__What is expected__
Report each line of the entries that includes "planogram" by copying it.

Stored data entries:
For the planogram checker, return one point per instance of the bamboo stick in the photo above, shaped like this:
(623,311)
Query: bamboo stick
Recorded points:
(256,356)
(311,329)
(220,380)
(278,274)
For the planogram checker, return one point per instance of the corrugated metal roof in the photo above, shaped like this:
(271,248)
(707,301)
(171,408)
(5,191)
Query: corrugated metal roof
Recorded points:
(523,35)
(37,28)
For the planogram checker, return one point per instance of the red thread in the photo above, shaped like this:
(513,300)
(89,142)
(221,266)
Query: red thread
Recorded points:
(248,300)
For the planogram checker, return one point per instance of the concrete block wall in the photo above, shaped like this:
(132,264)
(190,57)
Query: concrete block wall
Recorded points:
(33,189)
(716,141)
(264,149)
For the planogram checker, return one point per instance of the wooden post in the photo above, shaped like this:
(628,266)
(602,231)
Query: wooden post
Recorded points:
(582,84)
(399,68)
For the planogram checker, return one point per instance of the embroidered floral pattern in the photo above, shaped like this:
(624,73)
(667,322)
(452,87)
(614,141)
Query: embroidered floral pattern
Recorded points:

__Response to the task__
For the planogram checker, return one point per instance of the bamboo stick in the photo above, shaped like this:
For the planogram checker, return one point per instance of the corrugated metal roof in the photo above, shaped like this:
For the planogram checker, return one point per instance of the red thread in the photo above, shaped like this:
For the planogram checker, return one point per instance of the concrete block wall in the photo above, shaped like this:
For the planogram checker, return one point per instance of the wooden post in the photo above, shaped like this:
For the planogram checker, return one point per instance of the embroidered floral pattern in the photo above, shaped like this:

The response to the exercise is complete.